## DIRECTION
Give only the lines from the one containing "Per instance of the blue plaid" through the end of the material below, exactly as written.

(Collected data entries)

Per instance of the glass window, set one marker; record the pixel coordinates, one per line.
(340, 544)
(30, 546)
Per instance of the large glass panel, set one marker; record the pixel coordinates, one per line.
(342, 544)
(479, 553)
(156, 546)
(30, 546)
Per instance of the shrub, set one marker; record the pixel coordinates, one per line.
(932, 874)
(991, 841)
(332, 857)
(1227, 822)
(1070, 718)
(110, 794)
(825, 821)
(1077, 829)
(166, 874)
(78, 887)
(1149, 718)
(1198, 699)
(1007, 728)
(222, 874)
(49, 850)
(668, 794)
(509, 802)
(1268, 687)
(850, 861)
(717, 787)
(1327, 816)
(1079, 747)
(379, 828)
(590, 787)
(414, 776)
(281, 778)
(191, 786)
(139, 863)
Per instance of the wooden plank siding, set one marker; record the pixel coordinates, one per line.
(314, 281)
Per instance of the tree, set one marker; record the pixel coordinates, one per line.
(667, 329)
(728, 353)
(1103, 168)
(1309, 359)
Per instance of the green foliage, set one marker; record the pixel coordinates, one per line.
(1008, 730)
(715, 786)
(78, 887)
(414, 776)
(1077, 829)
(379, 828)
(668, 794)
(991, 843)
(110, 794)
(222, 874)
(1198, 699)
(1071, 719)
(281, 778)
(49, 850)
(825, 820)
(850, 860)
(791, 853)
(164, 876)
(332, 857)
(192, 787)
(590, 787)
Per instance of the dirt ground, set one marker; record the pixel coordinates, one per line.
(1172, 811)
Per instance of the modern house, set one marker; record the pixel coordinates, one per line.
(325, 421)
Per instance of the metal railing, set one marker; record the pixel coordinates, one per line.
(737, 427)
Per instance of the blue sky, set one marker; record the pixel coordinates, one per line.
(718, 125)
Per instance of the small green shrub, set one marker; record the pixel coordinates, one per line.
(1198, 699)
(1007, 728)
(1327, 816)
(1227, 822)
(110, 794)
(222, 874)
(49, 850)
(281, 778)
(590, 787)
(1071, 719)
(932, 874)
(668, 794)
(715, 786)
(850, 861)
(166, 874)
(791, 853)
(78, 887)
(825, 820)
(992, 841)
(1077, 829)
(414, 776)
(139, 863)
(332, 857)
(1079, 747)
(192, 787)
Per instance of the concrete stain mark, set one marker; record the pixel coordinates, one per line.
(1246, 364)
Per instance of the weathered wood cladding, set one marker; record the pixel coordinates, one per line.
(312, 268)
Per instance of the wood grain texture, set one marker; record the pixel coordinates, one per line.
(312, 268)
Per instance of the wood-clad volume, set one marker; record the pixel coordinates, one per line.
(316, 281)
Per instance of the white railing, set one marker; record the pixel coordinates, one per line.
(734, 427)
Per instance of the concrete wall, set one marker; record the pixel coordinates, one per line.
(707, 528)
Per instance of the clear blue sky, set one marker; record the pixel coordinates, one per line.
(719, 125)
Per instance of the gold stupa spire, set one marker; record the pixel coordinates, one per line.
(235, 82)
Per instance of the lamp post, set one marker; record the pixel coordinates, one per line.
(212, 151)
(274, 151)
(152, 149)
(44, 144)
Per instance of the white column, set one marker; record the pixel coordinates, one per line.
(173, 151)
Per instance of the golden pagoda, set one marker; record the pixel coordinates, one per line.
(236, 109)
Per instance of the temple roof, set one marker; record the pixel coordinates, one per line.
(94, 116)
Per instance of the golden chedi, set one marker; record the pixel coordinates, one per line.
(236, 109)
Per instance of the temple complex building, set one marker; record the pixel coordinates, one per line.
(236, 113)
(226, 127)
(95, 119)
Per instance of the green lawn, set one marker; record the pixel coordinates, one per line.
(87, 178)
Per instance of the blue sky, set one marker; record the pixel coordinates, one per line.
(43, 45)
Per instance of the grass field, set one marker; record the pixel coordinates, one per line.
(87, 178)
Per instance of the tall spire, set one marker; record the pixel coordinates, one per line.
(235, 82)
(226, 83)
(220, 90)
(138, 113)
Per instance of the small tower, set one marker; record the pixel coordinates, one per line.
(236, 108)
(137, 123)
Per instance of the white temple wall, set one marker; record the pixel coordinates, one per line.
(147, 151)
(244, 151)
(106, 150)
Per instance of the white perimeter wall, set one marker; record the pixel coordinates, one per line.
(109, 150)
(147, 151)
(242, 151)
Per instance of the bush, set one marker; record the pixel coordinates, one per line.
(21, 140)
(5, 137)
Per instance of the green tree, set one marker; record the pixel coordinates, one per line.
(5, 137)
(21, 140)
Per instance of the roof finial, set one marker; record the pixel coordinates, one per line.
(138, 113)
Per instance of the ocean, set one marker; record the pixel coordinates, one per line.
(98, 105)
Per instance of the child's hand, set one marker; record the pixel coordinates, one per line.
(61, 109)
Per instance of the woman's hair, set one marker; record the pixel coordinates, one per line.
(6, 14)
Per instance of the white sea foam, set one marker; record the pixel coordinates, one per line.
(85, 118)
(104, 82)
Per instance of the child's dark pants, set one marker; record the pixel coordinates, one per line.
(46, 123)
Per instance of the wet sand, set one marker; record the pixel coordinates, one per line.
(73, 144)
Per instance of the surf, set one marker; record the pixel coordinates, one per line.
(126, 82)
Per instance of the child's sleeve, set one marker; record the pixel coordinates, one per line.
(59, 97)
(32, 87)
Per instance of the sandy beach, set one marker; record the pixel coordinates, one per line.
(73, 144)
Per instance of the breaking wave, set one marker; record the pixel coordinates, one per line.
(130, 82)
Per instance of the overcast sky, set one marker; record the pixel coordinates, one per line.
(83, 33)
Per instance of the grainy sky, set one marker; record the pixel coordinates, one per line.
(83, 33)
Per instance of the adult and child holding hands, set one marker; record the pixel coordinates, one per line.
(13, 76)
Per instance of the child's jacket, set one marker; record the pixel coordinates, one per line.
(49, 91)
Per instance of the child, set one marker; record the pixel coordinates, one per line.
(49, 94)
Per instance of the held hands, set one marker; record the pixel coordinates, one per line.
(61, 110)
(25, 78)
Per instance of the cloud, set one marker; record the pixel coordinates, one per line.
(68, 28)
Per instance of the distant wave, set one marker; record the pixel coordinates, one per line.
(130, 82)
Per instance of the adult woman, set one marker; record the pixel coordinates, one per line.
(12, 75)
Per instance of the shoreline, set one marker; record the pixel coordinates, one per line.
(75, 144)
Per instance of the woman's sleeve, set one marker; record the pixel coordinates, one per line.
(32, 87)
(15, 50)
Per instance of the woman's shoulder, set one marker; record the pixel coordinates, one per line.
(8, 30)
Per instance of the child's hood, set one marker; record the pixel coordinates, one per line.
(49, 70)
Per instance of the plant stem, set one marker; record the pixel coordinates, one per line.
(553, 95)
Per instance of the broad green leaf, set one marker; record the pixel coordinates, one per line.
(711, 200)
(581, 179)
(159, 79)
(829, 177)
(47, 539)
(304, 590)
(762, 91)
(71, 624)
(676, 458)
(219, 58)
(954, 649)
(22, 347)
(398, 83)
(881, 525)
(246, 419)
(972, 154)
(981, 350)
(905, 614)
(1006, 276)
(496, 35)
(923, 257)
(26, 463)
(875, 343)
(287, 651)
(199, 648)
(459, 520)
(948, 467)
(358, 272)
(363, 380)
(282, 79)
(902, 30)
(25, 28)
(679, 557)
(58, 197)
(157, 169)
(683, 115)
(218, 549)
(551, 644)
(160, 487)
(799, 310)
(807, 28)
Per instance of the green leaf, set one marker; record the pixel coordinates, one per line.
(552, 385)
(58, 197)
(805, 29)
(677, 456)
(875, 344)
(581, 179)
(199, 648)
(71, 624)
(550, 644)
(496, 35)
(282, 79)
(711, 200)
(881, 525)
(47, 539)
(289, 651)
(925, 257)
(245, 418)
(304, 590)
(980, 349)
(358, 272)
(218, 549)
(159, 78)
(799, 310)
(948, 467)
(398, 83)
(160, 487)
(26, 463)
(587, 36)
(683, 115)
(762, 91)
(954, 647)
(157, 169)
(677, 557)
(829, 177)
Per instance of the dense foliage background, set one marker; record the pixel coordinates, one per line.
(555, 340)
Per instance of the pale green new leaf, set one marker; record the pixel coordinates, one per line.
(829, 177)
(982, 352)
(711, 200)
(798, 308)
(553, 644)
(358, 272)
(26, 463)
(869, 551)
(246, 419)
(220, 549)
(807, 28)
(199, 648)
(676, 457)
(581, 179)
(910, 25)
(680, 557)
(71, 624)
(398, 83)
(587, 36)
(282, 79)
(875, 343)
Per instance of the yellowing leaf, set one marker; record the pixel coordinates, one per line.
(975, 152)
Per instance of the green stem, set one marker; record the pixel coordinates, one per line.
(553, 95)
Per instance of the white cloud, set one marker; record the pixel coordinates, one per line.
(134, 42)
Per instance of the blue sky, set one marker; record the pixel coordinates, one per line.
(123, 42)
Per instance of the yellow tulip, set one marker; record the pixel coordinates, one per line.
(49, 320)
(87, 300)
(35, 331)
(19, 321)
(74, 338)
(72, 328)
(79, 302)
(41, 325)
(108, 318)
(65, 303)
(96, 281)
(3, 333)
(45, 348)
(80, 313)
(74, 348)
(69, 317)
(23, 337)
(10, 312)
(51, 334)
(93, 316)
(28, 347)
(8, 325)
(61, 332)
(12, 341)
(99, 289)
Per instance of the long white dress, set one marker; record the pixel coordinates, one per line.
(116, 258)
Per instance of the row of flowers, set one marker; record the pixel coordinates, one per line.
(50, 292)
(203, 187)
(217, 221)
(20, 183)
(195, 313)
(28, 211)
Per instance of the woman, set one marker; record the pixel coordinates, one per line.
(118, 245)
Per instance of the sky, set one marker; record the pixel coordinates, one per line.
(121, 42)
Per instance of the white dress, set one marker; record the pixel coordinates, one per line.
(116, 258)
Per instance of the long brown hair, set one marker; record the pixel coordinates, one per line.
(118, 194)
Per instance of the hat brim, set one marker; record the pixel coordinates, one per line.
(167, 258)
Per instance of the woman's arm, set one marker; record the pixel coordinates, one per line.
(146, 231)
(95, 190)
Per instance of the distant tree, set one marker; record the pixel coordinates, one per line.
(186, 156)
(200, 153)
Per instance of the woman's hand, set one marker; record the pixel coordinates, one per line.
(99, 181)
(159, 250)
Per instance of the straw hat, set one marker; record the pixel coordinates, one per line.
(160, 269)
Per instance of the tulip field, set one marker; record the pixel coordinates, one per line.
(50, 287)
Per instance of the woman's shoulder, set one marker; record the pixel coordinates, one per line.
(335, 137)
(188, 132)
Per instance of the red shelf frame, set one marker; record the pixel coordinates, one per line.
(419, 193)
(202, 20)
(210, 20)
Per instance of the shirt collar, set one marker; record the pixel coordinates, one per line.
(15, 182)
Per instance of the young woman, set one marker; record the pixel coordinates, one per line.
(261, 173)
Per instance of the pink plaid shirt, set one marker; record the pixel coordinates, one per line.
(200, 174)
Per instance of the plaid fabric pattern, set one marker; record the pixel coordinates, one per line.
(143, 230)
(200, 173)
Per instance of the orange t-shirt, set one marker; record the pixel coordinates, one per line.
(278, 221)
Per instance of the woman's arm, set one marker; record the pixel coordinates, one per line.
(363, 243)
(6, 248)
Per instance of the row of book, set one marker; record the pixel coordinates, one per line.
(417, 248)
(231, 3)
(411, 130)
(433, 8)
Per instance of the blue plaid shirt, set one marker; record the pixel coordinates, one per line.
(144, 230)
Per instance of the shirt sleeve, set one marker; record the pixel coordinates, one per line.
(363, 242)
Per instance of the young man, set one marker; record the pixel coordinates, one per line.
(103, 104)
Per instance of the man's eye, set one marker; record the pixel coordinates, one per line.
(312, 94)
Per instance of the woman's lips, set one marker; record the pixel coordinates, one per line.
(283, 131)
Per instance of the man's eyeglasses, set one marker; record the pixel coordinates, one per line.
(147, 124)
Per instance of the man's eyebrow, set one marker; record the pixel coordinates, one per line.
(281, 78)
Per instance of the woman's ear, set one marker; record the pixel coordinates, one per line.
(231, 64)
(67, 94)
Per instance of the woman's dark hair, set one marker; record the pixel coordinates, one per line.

## ANSWER TO THE TASK
Per instance of the blue plaid shirt, set one marker; record the pixel coordinates, one per line.
(144, 230)
Per instance of the shirt sleeve, set one marker; record the pixel coordinates, one per line.
(363, 242)
Per instance of the young man, set one marker; record the pixel coordinates, one per line.
(103, 104)
Per instance of the man's eye, set one marker; record the pixel coordinates, one per line.
(312, 94)
Per instance of the woman's lips, set one marker; record the pixel coordinates, one per line.
(283, 131)
Per instance of the man's eyeglasses, set one marker; record the pixel coordinates, one per line.
(147, 124)
Per instance of the man's eyebrow, set one marker; record the pixel coordinates, one per line.
(281, 78)
Per instance of the woman's ear, set one marker; record the pixel coordinates, one per line.
(231, 64)
(67, 94)
Per instance of the woman's dark hair, set one marker; record the pixel coordinates, one per line.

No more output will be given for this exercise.